Short exercise
Please print all of the material below, word for word.

(Point placement records)
+===+

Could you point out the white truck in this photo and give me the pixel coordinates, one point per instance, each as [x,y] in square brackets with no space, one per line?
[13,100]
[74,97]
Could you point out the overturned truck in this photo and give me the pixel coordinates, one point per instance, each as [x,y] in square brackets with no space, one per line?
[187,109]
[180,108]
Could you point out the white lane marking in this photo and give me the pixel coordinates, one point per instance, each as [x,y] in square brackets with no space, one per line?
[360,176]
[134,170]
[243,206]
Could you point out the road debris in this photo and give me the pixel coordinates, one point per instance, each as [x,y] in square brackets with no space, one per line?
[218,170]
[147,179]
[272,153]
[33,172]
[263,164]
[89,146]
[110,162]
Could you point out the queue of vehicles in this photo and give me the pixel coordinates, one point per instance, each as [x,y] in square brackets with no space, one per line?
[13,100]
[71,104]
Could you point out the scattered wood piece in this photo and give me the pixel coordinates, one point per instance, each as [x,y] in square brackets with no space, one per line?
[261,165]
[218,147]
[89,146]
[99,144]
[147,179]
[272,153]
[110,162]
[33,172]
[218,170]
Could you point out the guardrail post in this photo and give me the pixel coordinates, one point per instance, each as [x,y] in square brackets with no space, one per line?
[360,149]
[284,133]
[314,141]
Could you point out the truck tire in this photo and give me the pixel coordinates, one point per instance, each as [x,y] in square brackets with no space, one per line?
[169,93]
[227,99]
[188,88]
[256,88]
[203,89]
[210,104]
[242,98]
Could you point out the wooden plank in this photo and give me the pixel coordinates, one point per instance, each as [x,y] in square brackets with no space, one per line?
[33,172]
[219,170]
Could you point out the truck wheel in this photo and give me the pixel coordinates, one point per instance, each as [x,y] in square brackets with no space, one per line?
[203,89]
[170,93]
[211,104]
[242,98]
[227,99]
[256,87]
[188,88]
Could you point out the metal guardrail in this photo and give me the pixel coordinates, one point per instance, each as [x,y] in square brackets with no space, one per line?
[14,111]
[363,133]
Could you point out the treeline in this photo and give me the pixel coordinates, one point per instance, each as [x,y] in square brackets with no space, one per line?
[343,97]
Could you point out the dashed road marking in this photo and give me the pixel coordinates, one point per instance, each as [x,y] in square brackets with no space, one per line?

+===+

Task output
Could you point out the white truck in this photo and give me the pixel coordinates, one point per instance, each as [x,y] in square brackets with no space, one per line?
[13,100]
[74,97]
Could you point out the overturned truck in this photo and give me the pixel coordinates, one point per instance, each as [x,y] in square brackets with no space, one per line?
[187,109]
[180,108]
Could you point out the white lane marking in this photo and give me the pixel coordinates, one point per instance, each as [x,y] in square brackets with no space, one per line?
[360,176]
[134,170]
[243,206]
Could you point out the road debris in this photo and give me the pixel coordinates, one point per instance, each as [x,y] in square brackets with no space, one per line?
[218,170]
[147,179]
[272,153]
[33,172]
[263,164]
[89,146]
[110,162]
Could you point out the queue of vehicles in this photo and give me the pixel coordinates, one point per instance, each as [x,y] in square brackets with no space, one per line?
[13,100]
[71,104]
Could you point out the scattered wood piece in this photo and give me the pixel coordinates, one point per instance, each as [x,y] in square brackets with no space, one per line?
[261,165]
[218,147]
[89,146]
[99,144]
[147,179]
[272,153]
[110,162]
[33,172]
[218,170]
Could you point out the guardrail post in this photo and give me the pixel coordinates, one point per instance, each as [x,y] in square brackets with no space, one per line?
[360,149]
[284,133]
[314,141]
Could you point out the truck tire in this photo and give me the pixel coordinates, one point per instance, each as [x,y] in square brackets with no space, one per line?
[169,93]
[227,99]
[188,88]
[256,88]
[203,89]
[210,104]
[242,98]
Could you point out the wooden plank in this photo and give me the pixel coordinates, one point per instance, each as [x,y] in square brackets with no space, one per line?
[33,172]
[219,170]
Could you point out the truck wheel in this photo and give me the pixel coordinates, one point per instance, each as [x,y] in square brackets with no space, one per line?
[203,89]
[170,93]
[211,104]
[242,98]
[227,99]
[256,87]
[188,88]
Could you point out the metal guardrail in this photo and give me the pixel coordinates, one point per instance, each as [x,y] in square brackets with no space, one per line?
[14,111]
[363,133]
Could you point out the treeline in this photo and give me the pixel coordinates, one point per instance, each as [x,y] in square brackets with no space, one per line?
[343,97]
Could you point out the dashed road marking in this photo and give me the pixel coordinates, one point per instance, each as [x,y] in square brackets with no space, one per line?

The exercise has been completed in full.